Exercise requirements:
Return every record exactly as it appears. Leave nothing out.

Data for review:
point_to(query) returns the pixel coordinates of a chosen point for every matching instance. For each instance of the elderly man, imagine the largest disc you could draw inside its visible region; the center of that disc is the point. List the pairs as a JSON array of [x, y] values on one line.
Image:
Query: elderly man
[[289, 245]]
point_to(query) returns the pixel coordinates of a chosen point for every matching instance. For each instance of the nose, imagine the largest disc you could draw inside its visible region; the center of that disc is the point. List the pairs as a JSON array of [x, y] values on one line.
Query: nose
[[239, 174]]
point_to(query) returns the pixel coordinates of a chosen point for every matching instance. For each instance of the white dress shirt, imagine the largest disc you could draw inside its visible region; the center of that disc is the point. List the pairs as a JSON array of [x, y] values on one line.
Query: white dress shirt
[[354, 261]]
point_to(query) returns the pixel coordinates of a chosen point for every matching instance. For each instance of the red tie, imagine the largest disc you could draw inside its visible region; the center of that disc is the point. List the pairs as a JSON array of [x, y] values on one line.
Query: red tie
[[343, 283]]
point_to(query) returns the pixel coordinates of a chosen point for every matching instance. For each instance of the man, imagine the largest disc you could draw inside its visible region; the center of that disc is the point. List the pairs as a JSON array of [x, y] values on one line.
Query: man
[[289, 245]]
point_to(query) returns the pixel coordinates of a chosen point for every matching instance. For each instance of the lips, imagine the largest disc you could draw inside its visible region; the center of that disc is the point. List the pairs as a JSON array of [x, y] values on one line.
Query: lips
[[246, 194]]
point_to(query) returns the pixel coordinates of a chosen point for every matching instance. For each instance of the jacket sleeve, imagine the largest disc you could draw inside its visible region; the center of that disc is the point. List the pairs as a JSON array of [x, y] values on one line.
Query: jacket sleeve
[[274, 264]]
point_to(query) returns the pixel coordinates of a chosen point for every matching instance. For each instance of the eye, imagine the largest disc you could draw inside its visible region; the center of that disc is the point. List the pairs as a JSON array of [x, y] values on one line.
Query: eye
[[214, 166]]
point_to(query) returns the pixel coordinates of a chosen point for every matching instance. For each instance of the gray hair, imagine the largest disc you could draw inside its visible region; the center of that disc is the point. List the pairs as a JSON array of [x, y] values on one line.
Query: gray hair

Output:
point_to(query) returns the pixel coordinates of a chosen point for every matching instance. For each instance of the elderly man, imagine the largest disc you could draw inside its visible region; the center of that disc is the point. List the pairs as a JSON array of [x, y] values on one line.
Image:
Query: elderly man
[[289, 245]]
point_to(query) returns the pixel coordinates of a chosen point for every matching instance. For each instance of the nose, imagine the largest disc you could draw inside its visible region; the center of that disc is the point. List the pairs as a JSON array of [x, y] values on one line.
Query: nose
[[239, 174]]
point_to(query) returns the pixel coordinates of a chosen point for every matching instance. For each instance of the white dress shirt, imagine the largest disc you could draw inside its visible region; the center of that disc is the point. List the pairs as a JSON array of [x, y] values on one line.
Query: white dress shirt
[[354, 261]]
point_to(query) returns the pixel coordinates of a chosen point for every matching instance. For each instance of the red tie, imagine the largest disc you could draw inside its visible region; the center of that disc is the point. List the pairs as a JSON array of [x, y] values on one line.
Query: red tie
[[343, 283]]
point_to(query) returns the pixel coordinates of a chosen point for every matching instance. For each instance of the man, imagine the largest disc you could draw inside its visible region; the center of that disc is the point. List the pairs as a JSON array of [x, y] values on one line.
Query: man
[[289, 245]]
point_to(query) returns the pixel coordinates of a chosen point for every matching instance. For each instance of the lips, imagine the largest disc you could draw inside its visible region; the center of that disc is the point. List the pairs as a JSON array of [x, y] values on one line.
Query: lips
[[246, 194]]
point_to(query) returns the pixel coordinates of a chosen point for every matching instance. For each instance of the jacket sleeve, imagine the largest disc you could draw inside its visible region; the center of that disc is the point. List the pairs as a JSON array of [x, y] values on one line.
Query: jacket sleeve
[[274, 264]]
point_to(query) returns the pixel coordinates of a chosen point for every matching instance. For each instance of the eye, imagine the largest disc you could draw inside its visible region; the center of that disc is the point. List the pairs as a JSON array of [x, y] values on one line.
Query: eye
[[214, 166]]
point_to(query) returns the pixel coordinates of a chosen point for every matching instance. For each instance of the gray hair, imagine the largest disc you could draw inside its visible region; the center of that disc is the point. List the pairs as a JSON array of [x, y] values on one line.
Query: gray hair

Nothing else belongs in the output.